§ Ausgangstext
============

# Zugriff auf mdb via ODBC steuern



## mario87b (12. Dez 2011)

Hallo.

Ich habe eine kleine Webapplikation mit NetBeans/Java/Apache TomCat erstellt. Die funktioniert soweit ganz gut.

Allerdings bin ich auf ein Problem gestoßen, dass ich bereits erwartet habe. Wenn mehrere Benutzer drauf zugreifen funktioniert es prinzipiell immer noch. Wenn allerdings zwei Nutzer mehr oder weniger gleichzeitig den gleichen Datensatz abfragen, dann geht das ganze in die Hose. Die Anwendung stürzt zwar nicht ab, aber Ergebnisse bekomme ich dann auch nicht. Leere Felder...

Access ist für Ein-Mann Betrieb ausgelegt, soviel hab ich schon von google erfahren.

Steuere ich die Zugriffe mit dem TomCat (hab bisher nichts darüber gefunden) oder irgendwie im JAVA Programm?

Hat jemand Erfahrung oder ne Idee?

Danke.


----------



## bronks (12. Dez 2011)

============

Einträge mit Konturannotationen

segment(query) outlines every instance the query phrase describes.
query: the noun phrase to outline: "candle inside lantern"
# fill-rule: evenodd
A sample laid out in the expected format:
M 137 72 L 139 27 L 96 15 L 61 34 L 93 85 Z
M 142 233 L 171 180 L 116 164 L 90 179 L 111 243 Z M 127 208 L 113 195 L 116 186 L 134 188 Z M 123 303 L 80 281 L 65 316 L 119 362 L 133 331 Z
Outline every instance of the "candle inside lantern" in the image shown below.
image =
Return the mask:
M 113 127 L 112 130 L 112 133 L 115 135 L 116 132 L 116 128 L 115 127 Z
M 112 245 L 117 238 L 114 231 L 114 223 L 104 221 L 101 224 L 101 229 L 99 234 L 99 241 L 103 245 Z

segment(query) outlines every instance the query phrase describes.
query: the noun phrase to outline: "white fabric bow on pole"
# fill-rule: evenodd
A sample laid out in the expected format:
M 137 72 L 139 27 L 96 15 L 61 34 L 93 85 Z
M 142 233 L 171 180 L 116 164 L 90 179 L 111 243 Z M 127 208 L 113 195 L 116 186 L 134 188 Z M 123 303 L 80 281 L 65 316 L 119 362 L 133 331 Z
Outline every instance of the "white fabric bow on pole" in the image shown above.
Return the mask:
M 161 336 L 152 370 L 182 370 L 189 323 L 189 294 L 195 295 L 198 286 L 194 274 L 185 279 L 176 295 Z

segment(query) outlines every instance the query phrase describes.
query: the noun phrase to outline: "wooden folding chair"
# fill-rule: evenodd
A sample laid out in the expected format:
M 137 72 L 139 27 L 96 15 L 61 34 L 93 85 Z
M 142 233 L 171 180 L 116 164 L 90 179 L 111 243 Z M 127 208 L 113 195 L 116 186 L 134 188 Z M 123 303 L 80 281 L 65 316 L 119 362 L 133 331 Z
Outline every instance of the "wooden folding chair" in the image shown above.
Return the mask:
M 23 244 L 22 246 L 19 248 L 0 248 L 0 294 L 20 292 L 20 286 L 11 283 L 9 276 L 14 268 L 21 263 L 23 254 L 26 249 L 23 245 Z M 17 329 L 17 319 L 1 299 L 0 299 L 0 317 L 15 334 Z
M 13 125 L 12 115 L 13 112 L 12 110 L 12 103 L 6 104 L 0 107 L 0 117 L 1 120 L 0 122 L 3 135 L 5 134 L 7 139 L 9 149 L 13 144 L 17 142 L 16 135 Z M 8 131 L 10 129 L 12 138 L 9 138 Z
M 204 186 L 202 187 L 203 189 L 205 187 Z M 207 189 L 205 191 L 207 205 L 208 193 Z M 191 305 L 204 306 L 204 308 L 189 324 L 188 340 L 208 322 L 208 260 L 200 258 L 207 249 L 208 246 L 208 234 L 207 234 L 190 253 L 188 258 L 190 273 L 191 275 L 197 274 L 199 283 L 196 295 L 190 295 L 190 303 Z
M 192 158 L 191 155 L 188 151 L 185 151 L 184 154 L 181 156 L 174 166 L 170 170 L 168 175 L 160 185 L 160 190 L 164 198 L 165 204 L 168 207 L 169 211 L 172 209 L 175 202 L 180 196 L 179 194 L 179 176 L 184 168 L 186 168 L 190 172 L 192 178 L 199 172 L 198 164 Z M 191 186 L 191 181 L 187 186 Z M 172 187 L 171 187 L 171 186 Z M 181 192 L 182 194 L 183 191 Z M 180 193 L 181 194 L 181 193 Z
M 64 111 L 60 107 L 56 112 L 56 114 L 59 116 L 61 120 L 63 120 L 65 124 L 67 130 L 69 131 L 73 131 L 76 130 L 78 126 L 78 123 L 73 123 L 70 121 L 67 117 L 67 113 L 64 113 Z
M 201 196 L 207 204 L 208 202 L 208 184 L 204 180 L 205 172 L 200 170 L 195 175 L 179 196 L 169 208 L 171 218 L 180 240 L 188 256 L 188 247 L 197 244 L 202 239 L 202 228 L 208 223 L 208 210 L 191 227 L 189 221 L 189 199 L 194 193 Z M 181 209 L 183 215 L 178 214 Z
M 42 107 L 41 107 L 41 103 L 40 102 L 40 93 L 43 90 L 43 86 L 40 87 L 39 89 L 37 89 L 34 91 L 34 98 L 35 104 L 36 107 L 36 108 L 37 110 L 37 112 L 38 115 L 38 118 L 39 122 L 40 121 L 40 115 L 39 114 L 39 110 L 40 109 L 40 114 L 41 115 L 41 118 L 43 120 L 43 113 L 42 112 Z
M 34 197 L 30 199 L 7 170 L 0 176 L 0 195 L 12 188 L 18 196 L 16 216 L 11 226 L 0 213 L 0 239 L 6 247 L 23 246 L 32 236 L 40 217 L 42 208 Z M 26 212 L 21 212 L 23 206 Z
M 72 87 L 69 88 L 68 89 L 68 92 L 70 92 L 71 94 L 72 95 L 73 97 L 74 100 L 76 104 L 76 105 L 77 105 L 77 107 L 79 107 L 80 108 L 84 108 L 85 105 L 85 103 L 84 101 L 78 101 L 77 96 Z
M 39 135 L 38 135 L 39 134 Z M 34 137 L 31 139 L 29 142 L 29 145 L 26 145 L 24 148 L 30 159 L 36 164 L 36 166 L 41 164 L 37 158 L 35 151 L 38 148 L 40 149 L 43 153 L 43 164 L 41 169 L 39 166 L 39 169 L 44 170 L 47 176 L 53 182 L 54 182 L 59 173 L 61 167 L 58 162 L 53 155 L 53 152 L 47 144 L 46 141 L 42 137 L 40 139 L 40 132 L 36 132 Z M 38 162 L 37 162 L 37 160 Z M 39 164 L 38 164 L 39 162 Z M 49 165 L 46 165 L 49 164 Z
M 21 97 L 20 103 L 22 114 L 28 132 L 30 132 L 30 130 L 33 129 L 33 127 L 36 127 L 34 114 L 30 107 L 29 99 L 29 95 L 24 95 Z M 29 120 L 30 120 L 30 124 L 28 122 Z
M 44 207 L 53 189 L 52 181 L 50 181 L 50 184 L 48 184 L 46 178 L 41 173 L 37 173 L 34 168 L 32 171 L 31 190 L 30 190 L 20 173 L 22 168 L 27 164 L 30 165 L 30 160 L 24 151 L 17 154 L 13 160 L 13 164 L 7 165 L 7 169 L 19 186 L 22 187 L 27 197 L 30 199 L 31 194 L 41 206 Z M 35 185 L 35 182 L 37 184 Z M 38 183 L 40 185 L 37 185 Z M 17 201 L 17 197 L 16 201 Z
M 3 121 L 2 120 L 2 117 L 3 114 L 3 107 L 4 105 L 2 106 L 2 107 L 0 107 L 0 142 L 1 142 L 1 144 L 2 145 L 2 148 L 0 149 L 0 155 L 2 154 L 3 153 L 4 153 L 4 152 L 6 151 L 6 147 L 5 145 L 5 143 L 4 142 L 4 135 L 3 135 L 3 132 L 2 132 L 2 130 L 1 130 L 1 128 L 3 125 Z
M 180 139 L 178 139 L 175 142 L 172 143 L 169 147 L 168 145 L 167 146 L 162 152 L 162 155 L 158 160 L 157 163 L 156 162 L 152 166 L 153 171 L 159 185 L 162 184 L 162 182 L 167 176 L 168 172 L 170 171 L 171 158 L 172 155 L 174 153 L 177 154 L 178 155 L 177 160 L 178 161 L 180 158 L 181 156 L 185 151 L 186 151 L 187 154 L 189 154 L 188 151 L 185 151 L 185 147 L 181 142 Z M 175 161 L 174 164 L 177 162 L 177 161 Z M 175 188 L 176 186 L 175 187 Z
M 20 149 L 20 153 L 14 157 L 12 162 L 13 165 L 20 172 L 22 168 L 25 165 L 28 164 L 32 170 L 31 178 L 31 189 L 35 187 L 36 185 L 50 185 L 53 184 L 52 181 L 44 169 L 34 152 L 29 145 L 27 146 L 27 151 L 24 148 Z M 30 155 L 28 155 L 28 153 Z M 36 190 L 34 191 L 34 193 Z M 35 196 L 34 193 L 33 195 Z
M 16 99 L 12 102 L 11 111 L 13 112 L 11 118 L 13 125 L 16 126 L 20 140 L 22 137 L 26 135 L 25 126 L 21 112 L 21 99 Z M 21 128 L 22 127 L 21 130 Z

============

§ Gestellte Aufgabe 1
Prüfe, ob die Aussagen (a), (b) und (c) mit dem Forenthread zum Access-Zugriff übereinstimmen, und beantworte jede mit Ja oder Nein samt wörtlichem Zitat der entscheidenden Stelle. (a) Die Webanwendung stürzt ab, wenn zwei Nutzer fast gleichzeitig denselben Datensatz abfragen. (b) Der Verfasser hatte mit dem aufgetretenen Problem bereits gerechnet. (c) Der Verfasser hat schon Informationen darüber gefunden, wie sich die Zugriffe mit TomCat steuern lassen.
§ Gestellte Aufgabe 2
Führe bitte den Forenthread zum Access-Zugriff im Anschluss an seine letzte Zeile weiter.
Die Einträge stammen aus einer anderen Quelle.

§ Schriftliche Antwort 1
(a) Nein: „Die Anwendung stürzt zwar nicht ab, aber Ergebnisse bekomme ich dann auch nicht.“
(b) Ja: „Allerdings bin ich auf ein Problem gestoßen, dass ich bereits erwartet habe.“
(c) Nein: „(hab bisher nichts darüber gefunden)“

§ Schriftliche Antwort 2
Access ist auch für MultiUser ausgelegt, aber macht etwas für Dich, was Du nicht erwartest bzw. nicht möchtest: Access sperrt Datensätze mit Cursor. D.h. wenn ein Benutzer einen Datensatz im Zugriff hat, dann kannst Du auf diesen nur noch lesend zugreifen.

Probiere das Statement readonly zu erzeugen.


----------



## mario87b (13. Dez 2011)

Hallo.

Es sind gegenwärtig ausschliesslich lesende Zugriffe. Wenn zwei gleiche Abfragen mehr oder weniger gleichzeitig geschehen, dann kommt bei der einen Abfrage kein Ergebnis.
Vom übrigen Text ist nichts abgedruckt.